== TASK BRIEF ==
Within the records below, reproduce without change the lines from the line that has "pick out the dried flower" through the line that has "pick out the white snail", and only those.

== DATA TO EXAMINE ==
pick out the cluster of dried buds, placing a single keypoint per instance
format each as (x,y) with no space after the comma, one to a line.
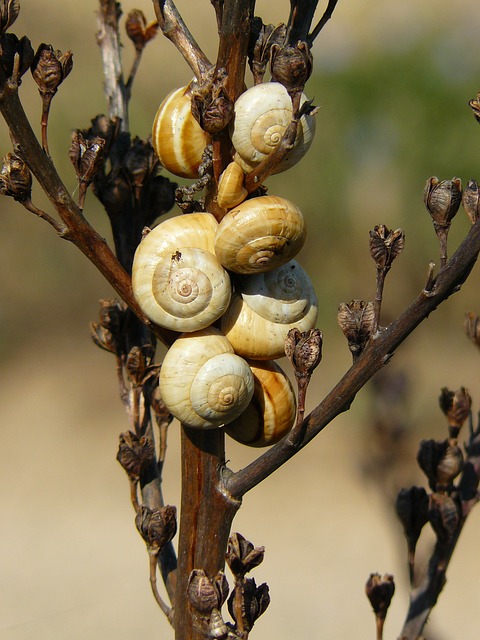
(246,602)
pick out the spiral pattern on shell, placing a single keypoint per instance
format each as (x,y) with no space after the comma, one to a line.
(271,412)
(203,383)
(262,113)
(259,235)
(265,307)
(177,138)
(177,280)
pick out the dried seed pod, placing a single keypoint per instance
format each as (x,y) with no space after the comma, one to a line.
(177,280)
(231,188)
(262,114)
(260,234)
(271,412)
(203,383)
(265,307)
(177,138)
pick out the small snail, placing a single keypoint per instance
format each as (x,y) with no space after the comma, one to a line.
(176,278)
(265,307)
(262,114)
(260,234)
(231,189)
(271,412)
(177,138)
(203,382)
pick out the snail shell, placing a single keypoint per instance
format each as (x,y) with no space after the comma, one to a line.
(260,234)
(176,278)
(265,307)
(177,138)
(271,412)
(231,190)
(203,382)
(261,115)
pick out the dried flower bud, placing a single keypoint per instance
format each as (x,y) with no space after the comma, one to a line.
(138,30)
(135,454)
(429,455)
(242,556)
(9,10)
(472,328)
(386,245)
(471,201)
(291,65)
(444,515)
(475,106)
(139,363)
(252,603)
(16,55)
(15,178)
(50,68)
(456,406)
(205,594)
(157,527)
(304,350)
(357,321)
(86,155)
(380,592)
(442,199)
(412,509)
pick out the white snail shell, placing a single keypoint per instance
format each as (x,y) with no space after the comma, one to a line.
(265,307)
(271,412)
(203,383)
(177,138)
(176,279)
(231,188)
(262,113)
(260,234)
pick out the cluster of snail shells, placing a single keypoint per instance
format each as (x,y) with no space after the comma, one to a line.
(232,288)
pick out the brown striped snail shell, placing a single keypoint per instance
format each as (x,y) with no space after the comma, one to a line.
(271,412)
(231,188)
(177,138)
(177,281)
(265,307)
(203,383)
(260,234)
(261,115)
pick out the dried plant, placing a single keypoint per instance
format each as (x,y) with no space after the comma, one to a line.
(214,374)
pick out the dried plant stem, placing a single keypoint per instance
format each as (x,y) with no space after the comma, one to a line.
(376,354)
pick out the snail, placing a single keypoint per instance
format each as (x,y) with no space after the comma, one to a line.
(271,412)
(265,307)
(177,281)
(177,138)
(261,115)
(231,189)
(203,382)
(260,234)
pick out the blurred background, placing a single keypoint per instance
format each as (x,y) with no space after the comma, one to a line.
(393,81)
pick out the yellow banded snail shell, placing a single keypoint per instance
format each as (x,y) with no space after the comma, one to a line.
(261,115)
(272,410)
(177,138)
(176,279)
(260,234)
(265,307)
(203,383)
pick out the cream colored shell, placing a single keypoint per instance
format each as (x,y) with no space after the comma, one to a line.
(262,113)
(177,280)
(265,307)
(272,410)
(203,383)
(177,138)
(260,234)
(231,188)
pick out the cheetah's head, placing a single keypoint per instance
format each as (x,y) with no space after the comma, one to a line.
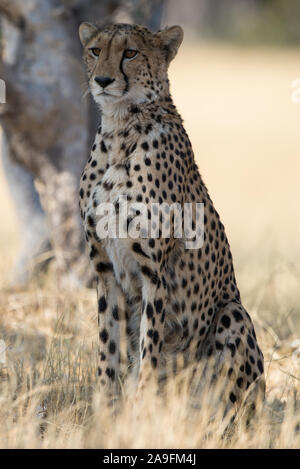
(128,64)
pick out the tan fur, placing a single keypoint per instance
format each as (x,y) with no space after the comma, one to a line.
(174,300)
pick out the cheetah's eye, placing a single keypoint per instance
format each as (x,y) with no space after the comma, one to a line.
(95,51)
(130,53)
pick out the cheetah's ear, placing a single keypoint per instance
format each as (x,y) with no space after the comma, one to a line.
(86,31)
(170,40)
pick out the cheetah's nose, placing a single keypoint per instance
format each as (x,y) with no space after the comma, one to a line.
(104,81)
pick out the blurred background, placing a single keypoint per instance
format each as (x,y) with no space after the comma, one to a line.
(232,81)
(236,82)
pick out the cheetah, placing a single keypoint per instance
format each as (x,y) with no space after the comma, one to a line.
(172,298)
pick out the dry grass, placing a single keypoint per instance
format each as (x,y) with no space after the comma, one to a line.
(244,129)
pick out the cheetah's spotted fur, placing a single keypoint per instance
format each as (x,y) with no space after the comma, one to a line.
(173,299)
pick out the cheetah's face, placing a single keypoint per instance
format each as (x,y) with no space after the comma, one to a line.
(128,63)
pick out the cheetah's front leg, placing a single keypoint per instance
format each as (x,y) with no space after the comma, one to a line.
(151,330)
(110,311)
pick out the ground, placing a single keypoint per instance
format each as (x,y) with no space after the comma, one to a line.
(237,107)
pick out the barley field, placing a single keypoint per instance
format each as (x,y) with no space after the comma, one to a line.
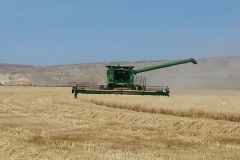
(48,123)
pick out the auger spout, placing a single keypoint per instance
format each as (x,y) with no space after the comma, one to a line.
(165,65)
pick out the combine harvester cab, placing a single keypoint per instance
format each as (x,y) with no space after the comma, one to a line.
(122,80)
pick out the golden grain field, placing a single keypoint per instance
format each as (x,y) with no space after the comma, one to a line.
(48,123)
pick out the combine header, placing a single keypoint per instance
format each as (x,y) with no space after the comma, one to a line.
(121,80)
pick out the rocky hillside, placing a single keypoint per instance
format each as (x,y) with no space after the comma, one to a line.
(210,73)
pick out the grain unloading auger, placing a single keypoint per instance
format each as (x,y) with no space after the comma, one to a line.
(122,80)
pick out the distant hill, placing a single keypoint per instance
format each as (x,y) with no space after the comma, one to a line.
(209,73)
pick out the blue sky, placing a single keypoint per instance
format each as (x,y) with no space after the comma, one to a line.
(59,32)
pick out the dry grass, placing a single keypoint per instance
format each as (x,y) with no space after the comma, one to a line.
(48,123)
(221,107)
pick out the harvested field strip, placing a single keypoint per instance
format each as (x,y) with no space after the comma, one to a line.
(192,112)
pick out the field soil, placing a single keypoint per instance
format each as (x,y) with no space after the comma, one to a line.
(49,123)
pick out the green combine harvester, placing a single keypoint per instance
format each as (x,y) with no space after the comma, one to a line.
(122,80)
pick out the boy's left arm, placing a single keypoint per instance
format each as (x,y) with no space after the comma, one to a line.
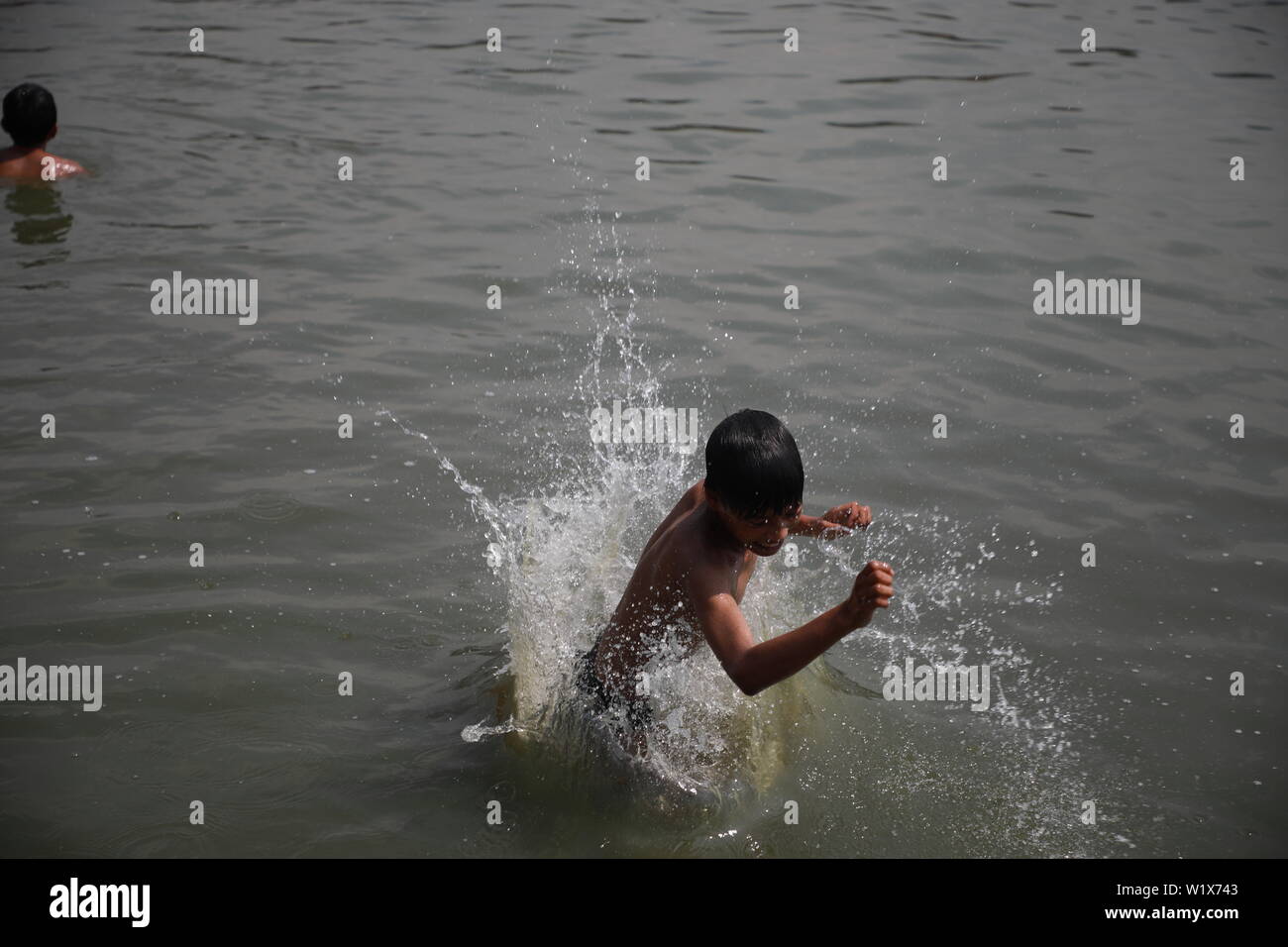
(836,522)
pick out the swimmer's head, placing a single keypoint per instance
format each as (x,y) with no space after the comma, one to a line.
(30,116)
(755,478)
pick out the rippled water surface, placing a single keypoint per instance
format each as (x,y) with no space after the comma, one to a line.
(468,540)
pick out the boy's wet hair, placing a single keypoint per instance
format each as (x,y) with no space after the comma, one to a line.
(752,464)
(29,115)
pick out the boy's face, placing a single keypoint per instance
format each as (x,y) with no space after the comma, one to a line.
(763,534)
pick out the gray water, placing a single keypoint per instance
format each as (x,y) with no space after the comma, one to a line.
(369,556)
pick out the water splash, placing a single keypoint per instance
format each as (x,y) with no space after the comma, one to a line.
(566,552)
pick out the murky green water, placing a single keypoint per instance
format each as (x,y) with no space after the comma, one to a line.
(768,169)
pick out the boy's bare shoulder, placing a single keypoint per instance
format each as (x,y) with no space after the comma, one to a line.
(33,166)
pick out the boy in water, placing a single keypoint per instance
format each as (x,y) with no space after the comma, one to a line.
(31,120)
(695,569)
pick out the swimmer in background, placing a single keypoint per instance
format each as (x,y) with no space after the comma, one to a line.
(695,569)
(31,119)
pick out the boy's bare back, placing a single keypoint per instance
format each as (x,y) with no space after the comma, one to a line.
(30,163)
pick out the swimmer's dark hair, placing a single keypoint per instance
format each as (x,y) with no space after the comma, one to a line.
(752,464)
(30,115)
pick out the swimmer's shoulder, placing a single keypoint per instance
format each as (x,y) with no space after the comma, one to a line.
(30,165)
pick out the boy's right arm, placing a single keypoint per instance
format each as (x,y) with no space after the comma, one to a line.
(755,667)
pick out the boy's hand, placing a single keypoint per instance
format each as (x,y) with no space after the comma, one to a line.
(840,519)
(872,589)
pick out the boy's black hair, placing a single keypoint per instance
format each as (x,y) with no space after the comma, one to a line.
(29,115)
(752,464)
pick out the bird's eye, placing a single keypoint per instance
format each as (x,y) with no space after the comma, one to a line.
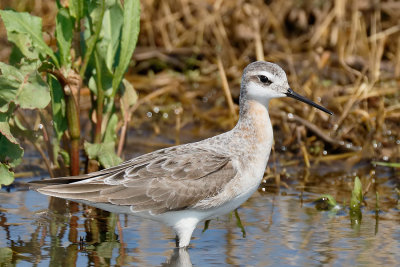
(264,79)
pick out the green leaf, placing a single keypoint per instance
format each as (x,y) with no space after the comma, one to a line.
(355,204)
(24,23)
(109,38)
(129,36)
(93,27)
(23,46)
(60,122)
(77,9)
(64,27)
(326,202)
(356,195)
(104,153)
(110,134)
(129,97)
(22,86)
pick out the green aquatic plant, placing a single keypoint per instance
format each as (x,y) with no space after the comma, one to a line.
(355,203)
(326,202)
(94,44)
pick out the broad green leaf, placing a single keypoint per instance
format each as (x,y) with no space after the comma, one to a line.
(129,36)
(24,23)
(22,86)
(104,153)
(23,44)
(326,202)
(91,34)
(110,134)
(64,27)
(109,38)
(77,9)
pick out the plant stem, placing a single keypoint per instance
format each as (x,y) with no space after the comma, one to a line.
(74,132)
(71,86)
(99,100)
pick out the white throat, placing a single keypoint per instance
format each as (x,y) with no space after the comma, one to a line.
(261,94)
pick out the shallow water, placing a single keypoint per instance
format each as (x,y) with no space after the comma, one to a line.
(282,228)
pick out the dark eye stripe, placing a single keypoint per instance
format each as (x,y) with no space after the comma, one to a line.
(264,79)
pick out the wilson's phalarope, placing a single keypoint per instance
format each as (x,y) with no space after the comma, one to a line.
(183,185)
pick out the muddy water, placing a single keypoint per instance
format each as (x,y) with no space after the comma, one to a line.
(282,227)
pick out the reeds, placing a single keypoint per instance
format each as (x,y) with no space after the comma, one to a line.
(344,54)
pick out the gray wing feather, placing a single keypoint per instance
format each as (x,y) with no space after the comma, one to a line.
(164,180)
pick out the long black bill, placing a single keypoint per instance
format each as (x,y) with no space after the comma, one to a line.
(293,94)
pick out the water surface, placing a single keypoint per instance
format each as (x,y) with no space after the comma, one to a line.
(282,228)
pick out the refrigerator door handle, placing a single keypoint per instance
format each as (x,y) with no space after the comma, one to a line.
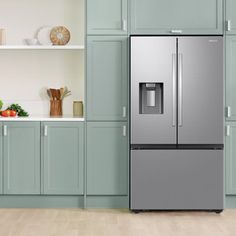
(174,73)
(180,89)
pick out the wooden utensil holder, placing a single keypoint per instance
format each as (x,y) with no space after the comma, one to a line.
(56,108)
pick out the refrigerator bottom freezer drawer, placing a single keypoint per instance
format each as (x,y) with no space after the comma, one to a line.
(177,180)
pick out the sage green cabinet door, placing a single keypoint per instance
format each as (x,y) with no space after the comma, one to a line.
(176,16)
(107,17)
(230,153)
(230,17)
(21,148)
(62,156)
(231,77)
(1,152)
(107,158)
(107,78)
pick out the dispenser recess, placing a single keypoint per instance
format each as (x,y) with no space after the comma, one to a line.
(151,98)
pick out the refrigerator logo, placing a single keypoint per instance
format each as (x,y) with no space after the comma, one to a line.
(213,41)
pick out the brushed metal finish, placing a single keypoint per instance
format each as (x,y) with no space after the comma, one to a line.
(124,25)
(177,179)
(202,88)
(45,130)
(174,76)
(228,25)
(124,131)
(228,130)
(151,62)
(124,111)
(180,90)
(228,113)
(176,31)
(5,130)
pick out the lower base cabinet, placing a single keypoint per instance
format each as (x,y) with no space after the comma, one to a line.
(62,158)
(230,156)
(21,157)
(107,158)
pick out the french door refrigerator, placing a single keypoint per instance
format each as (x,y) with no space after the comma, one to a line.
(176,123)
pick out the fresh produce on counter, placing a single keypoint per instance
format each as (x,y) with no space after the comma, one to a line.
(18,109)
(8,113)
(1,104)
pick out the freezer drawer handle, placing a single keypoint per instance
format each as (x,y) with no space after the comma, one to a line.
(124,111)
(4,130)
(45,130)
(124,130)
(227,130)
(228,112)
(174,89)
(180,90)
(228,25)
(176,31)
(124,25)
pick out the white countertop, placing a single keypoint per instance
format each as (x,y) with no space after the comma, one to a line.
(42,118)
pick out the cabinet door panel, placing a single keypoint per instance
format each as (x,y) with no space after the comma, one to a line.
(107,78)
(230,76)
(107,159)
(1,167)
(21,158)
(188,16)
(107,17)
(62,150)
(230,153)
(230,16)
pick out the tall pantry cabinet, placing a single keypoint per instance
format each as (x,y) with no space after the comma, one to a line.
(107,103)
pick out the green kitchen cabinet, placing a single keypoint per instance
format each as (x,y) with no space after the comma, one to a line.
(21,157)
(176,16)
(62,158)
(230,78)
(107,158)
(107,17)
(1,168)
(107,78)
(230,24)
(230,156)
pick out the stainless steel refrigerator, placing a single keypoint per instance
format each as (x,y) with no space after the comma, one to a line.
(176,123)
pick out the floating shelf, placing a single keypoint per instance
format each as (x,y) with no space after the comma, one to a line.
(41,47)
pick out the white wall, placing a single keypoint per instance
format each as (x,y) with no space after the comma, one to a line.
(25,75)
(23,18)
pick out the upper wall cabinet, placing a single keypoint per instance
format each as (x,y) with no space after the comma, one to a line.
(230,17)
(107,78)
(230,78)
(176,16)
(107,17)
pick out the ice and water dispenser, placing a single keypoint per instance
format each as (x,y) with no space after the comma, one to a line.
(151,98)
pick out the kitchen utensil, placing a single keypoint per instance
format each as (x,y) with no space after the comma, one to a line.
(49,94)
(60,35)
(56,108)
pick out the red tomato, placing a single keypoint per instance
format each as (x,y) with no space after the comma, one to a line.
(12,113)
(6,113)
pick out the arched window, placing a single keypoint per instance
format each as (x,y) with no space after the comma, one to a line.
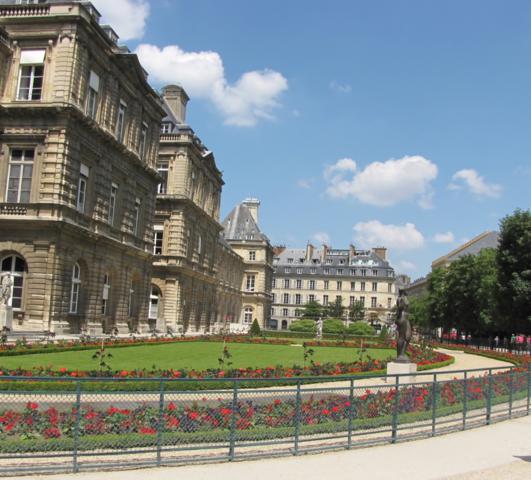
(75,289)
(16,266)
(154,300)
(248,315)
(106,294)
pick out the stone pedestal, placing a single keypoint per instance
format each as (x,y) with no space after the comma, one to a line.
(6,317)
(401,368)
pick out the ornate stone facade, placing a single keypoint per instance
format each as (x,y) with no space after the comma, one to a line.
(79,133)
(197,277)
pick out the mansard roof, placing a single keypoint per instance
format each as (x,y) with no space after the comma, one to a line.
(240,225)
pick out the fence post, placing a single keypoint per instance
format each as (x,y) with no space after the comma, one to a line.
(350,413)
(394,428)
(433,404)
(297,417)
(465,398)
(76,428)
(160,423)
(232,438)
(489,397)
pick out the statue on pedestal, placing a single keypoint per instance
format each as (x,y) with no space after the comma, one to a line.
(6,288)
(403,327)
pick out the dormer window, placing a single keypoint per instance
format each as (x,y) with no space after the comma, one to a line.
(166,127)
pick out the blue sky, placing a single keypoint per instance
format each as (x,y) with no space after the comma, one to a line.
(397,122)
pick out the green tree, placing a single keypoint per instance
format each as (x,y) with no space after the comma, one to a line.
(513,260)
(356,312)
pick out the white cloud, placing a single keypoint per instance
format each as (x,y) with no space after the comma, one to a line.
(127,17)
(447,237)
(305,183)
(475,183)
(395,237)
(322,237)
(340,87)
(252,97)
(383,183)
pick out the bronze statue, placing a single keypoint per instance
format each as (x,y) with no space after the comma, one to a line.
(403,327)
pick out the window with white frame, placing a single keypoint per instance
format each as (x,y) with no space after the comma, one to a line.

== RESPONSE FOR THIS EXERCISE ==
pick out the dried flower bud, placing a single keypoint per instance
format each as (x,y) with no space after the comma, one to a line.
(138,30)
(135,454)
(429,455)
(242,556)
(9,10)
(472,328)
(386,245)
(471,201)
(291,65)
(444,515)
(475,106)
(139,363)
(252,603)
(16,55)
(15,178)
(50,68)
(456,406)
(205,594)
(157,527)
(304,350)
(357,321)
(86,155)
(380,592)
(442,199)
(412,509)
pick out the white snail shell, placing a single keypoint per instance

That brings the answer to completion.